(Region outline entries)
= = = = =

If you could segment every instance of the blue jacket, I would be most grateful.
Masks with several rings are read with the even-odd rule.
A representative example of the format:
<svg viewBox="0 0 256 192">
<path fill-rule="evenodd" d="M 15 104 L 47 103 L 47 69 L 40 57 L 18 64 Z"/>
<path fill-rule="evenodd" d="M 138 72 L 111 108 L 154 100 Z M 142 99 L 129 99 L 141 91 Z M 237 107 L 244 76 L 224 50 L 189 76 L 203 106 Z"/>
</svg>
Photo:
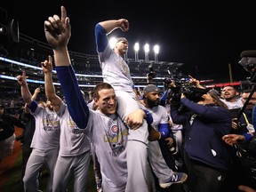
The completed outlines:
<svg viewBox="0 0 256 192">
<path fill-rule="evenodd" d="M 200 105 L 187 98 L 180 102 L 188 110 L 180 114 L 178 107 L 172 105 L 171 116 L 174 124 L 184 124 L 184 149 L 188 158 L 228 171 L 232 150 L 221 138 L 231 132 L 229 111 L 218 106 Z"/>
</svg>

= = = = =

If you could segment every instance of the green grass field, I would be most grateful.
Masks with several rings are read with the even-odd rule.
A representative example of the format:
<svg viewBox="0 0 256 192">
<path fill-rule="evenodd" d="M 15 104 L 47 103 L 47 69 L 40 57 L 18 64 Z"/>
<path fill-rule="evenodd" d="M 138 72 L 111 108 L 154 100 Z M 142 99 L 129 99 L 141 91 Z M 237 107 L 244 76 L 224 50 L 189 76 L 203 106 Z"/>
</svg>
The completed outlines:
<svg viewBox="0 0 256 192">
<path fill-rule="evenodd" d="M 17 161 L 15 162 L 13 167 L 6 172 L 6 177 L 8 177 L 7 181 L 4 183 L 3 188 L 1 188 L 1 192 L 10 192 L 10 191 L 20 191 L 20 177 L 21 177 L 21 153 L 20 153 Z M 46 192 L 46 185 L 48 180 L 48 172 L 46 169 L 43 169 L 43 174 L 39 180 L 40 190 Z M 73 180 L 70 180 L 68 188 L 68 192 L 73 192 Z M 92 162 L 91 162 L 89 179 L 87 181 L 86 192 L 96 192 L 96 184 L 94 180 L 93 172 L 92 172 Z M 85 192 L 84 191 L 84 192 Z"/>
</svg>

= = = = =

**Problem to work on**:
Show every line of the records above that contains the word "would", treating uppercase and lowercase letters as different.

**Complete answer**:
If you could segment every instance of the blue jacket, I would be most grateful.
If you could segment every instance of the green grass field, I would be most grateful.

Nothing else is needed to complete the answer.